TEXT EXTRACT:
■ ■ ■ ■
We operate only in jurisdictions where gaming is legal. The gaming industry is subject to extensive governmental regulation by US federal, state and local governments, as well as tribal officials or organizations and foreign governments. While the regulatory requirements vary by jurisdiction, most require:

 

ª              licenses and/or permits

ª              findings of suitability

ª              documentation of qualifications, including evidence of financial stability

ª              other required approvals for companies who manufacture or distribute gaming equipment and services

ª              individual suitability of officers, directors, major stockholders and key employees

 

Any delays in obtaining or difficulty in maintaining regulatory approvals needed for expansion within existing markets or into new jurisdictions can negatively affect our opportunities for growth. Further, changes in existing gaming regulations may hinder or prevent us from continuing to operate in those jurisdictions where we currently do business, which would harm our operating results. In particular, the enactment of unfavorable legislation or government efforts affecting or directed at manufacturers or gaming operators, such as referendums to increase gaming taxes or requirements to use local distributors, would likely have a negative impact on our operations.

 

Slow growth in the establishment of new gaming jurisdictions or the number of new casinos and declines in the rate of replacement for existing gaming machines could limit or reduce our future profits.
■ ■ ■ ■
Excerpts from a pointing dataset:

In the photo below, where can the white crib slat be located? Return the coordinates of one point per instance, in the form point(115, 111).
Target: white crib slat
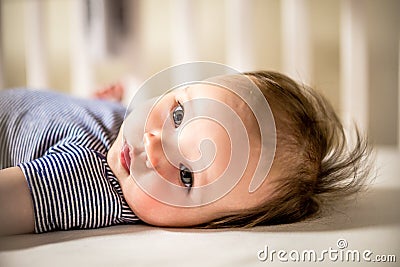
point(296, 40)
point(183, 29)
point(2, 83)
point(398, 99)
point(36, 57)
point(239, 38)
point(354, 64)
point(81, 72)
■ ■ ■ ■
EXERCISE DETAILS:
Please extend the passage on gaming industry regulation, picking up right after its last sentence.

TASK OUTPUT:
 

Demand for our products is driven substantially by the establishment of new gaming jurisdictions, the addition of new casinos or expansion of existing casinos within existing gaming jurisdictions and the replacement of existing gaming machines. The establishment or expansion of gaming in any jurisdiction typically requires a public referendum or other legislative action. As a result, gaming continues to be the subject of public debate, and there are numerous active organizations that oppose gaming. Opposition to gaming could result in restrictions on or even prohibitions of gaming operations or the expansion of operations in any jurisdiction. In addition, the construction of new casinos or expansion of existing casinos fluctuates with demand, general economic conditions and the availability of financing. The rate of gaming growth in North America has diminished and machine replacements are at historically low levels. Slow growth in the establishment of new gaming jurisdictions or delays in the opening of new or expanded casinos and continued declines in or low levels of demand for machine replacements could reduce the demand for our products and our future profits.

 

34


 

Demand for our products and the level of play of our products could be adversely affected by changes in player and operator preferences.

 

As a supplier of gaming machines, we must offer themes and products that appeal to gaming operators and players. If we are unable to anticipate or react timely to any significant changes in player preferences, such as a negative change in the trend of acceptance of our newest systems innovations or jackpot fatigue (declining play levels on smaller jackpots), the demand for our gaming products and the level of play of our gaming products could decline. Further, our products could suffer a loss of floor space to table games and operators may reduce revenue sharing arrangements, each of which would harm our sales and financial results. In addition, general changes in consumer behavior, such as reduced travel activity or redirection of entertainment dollars to other venues, could result in reduced demand and reduced play levels for our gaming products.

 

Our business is vulnerable to changing economic conditions and unfavorable economic conditions could reduce our product sales and the play levels of our participation games.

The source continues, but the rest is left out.